:: Requirement 1 ::
Select and copy every line of the listing that contains the word "roof".

The attack, the falsifications, come not merely in the form of lies, but as total disinformation which distorts the whole progress of humankind, the basis of change, motion and development, how a new society has been and is being created, and if not challenged deprive the people of any perspective, of an outlook on their lives.
As the late Hardial Bains pointed out in his important work Modern Communism,the attack is not just on communism but on all real change. History, he says, has been turned on its head, with the worst crimes of the Hitlerite fascists attributed to the communists in general, and to Stalin in particular. This disinformation is intended to disorient the workers, women and youth and provide them with no prospects whatsoever. It is also to divert the attention of the world’s peoples from the crimes being committed today by the imperialists and world reaction in the name of democracy.
The question must be put: How can one believe the stories of those who commit such dreadful and dastardly acts these very days? Guantánamo, Fallujah, Gaza, the bombing of villages in Afghanistan and Pakistan are facts of history too. How can the solution of the world’s problems be left in the hands of those who cause them, who are leading the peoples into such terrible catastrophes?
It is vital that the falsifications of history, such as of the causes and lessons of the Second World War, are exposed and combated. This is necessary not as something in itself, but as part of providing all the information, the perspective, the outlook – which only Modern Communism can do – to enable the working class and people to discuss and plan the way forward, what kind of new society is needed, how to take matters into their own hands, to bring about democratic renewal and bring into being a pro-social anti-war government, and solve themselves the problems facing society.
by Chris Coleman
National Spokesperson of the Revolutionary Communist Party of Britain (Marxist-Leninist)
September 3rd marks the 70th anniversary of the declaration of war by Britain and France against Nazi Germany, following Hitler’s invasion of Poland on 1st September 1939. On the occasion of this 70th anniversary of the outbreak of the Second World War, the imperialists and their apologists – as did the leaders at Gdansk on 1st September – have lost no time in attempting once again to rewrite history. They have as an aim to cover up their plans for state arrangements at home which serve their dictatorial rule, and internationally their preparations for a new inter-imperialist war for the redivision of the world. The focus of their falsifications, as ever, is the role of Stalin and the Soviet Union in the lead up to the war, in particular the gross slander that Stalin “connived” with Hitler, carved up Poland and set off the war. The truth is the precise opposite.

:: Material for this task ::
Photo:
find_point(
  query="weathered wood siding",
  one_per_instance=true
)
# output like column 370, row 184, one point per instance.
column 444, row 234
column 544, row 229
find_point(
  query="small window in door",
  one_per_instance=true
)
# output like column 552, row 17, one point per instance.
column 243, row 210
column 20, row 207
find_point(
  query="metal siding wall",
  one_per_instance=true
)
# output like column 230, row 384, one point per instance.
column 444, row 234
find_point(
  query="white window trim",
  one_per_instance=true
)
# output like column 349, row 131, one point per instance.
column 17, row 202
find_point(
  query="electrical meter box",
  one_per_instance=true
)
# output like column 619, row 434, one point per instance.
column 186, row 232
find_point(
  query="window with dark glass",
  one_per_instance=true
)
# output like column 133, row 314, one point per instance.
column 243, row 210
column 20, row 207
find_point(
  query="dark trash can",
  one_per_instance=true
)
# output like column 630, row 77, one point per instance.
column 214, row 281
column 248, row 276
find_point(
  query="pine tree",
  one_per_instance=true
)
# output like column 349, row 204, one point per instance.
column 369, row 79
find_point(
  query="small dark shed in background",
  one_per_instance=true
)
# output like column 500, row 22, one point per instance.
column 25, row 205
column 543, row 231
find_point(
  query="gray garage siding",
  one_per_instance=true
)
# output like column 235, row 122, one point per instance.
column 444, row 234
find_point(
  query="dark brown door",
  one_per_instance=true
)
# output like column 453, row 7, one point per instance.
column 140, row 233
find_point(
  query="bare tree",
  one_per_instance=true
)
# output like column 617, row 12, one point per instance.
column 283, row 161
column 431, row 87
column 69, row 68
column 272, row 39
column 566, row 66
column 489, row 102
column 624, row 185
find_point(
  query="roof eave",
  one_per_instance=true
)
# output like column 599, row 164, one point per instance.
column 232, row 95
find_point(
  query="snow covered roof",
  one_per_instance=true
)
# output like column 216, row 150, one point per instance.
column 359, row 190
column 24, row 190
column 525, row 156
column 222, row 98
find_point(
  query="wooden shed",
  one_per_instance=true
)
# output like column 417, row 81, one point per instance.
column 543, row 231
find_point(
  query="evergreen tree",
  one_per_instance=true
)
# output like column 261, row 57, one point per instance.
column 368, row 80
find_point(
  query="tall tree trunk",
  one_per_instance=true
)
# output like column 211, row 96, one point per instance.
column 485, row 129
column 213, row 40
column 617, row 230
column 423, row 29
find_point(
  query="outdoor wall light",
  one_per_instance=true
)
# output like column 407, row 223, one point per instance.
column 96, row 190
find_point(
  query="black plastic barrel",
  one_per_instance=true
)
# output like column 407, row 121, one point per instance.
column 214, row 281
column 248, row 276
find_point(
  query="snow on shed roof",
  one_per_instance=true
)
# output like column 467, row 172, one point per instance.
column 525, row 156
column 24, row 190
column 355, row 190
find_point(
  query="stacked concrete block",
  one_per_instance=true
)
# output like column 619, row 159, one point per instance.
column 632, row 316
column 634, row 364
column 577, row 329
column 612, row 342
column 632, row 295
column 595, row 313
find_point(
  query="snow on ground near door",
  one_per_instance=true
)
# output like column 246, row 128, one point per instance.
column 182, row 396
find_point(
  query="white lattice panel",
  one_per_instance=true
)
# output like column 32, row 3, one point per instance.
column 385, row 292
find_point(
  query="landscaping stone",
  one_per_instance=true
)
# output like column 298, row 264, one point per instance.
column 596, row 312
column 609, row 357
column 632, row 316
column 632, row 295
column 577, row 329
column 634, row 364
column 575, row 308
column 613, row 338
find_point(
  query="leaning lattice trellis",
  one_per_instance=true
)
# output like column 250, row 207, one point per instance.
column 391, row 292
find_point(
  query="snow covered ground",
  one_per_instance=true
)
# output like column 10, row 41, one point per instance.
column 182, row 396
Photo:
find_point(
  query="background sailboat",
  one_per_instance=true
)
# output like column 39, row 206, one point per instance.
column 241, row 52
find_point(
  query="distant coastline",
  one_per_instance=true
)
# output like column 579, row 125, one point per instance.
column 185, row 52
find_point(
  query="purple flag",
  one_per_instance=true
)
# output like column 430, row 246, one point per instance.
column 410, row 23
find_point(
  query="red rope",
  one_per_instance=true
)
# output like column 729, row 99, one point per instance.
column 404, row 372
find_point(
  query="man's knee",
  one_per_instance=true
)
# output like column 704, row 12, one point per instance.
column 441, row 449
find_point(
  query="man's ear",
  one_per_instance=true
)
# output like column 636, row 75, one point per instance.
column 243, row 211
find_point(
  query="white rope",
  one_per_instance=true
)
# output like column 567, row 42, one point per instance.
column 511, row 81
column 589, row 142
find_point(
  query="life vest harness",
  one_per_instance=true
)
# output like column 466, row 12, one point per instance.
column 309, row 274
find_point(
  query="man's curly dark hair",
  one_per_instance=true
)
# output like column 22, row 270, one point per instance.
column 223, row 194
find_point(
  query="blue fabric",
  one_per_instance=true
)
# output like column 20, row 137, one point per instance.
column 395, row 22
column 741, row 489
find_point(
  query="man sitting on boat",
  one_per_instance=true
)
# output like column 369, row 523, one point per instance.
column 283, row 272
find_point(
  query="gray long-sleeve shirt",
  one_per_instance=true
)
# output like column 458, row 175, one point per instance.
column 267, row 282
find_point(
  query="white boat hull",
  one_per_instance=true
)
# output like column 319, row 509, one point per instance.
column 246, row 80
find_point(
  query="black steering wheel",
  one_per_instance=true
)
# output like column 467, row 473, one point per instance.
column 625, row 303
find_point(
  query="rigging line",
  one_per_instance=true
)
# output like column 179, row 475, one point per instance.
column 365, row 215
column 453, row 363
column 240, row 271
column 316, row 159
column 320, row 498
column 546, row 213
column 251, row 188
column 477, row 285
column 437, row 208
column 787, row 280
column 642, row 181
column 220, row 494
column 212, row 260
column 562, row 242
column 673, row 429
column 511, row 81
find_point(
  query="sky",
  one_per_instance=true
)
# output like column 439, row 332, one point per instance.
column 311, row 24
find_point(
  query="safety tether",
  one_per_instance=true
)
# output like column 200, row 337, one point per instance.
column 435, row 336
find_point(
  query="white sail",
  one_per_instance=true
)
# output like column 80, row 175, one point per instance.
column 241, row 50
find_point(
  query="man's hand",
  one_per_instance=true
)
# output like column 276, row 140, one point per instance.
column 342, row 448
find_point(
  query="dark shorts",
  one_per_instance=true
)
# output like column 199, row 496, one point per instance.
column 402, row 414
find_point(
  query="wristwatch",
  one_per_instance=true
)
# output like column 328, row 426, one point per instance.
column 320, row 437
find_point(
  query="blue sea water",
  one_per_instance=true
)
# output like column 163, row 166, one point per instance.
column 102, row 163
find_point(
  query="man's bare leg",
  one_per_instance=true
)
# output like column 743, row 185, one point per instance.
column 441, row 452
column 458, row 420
--
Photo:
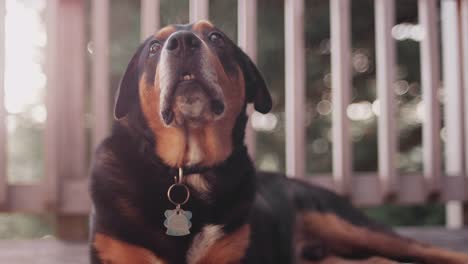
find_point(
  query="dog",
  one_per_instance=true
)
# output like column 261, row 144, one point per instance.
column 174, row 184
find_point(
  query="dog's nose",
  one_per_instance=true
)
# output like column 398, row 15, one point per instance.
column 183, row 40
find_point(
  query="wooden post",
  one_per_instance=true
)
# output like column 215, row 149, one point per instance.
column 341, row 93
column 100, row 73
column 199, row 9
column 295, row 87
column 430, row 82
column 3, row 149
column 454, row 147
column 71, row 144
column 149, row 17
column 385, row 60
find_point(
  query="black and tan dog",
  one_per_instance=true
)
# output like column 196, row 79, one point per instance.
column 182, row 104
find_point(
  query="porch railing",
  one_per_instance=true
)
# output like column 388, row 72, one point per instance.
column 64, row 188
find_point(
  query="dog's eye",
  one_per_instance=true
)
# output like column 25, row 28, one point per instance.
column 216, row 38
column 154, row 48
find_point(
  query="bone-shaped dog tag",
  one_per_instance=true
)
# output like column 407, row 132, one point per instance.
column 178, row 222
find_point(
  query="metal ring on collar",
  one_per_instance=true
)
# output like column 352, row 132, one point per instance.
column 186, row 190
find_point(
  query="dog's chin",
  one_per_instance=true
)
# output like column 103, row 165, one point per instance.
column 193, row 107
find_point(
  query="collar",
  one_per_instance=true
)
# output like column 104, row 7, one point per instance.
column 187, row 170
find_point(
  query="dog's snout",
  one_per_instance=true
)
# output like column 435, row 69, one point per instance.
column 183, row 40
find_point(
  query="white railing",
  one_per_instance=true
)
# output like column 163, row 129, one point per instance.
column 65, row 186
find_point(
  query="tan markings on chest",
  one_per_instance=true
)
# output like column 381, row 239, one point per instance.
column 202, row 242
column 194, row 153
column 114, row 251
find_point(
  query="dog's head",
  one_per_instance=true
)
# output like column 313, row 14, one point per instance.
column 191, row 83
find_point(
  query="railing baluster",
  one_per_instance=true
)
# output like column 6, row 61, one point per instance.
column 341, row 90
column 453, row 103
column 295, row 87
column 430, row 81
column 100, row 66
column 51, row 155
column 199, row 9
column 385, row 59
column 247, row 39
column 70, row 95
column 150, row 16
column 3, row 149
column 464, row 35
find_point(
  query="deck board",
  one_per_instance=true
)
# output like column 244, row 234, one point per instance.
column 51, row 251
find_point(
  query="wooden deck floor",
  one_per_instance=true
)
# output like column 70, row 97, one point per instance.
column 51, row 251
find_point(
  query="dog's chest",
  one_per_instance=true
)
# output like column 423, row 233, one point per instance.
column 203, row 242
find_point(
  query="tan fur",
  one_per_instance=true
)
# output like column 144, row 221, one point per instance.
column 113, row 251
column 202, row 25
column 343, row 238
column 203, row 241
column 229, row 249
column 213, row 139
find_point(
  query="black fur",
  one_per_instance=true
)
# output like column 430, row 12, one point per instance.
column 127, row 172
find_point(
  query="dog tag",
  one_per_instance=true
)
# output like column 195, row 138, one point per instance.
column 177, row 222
--
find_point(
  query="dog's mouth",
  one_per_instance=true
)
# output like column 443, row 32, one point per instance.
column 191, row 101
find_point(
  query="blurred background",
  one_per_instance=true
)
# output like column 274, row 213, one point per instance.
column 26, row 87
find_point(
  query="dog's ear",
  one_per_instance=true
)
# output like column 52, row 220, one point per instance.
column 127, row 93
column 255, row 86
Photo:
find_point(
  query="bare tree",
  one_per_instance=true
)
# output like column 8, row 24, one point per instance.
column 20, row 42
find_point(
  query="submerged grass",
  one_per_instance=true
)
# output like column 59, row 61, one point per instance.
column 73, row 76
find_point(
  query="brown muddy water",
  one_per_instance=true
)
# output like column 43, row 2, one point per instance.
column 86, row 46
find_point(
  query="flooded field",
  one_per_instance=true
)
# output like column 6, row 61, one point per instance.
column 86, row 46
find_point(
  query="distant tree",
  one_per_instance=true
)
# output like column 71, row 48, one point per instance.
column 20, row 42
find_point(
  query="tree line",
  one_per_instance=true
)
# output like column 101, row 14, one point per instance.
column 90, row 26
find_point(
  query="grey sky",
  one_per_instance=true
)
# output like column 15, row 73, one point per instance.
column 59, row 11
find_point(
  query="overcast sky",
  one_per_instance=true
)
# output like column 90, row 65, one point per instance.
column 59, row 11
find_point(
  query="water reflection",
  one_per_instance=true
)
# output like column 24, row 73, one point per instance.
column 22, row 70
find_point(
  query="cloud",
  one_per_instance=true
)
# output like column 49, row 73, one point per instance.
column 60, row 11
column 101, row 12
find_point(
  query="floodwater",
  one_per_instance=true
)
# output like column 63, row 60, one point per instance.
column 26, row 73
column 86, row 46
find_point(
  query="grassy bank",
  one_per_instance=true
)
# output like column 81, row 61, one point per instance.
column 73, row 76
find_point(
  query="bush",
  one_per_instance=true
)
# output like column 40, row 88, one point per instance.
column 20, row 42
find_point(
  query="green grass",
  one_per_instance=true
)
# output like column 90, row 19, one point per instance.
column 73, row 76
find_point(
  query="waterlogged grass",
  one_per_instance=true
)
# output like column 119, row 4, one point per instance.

:: Requirement 2 ::
Reproduce the passage of the article on falsified Second World War history between "The attack, the" and "on their lives.", inclusive.

:: Exercise output 1 ::
  query="roof eave",
  query="snow covered roof",
  query="snow on shed roof",

:: Exercise output 2 ::
The attack, the falsifications, come not merely in the form of lies, but as total disinformation which distorts the whole progress of humankind, the basis of change, motion and development, how a new society has been and is being created, and if not challenged deprive the people of any perspective, of an outlook on their lives.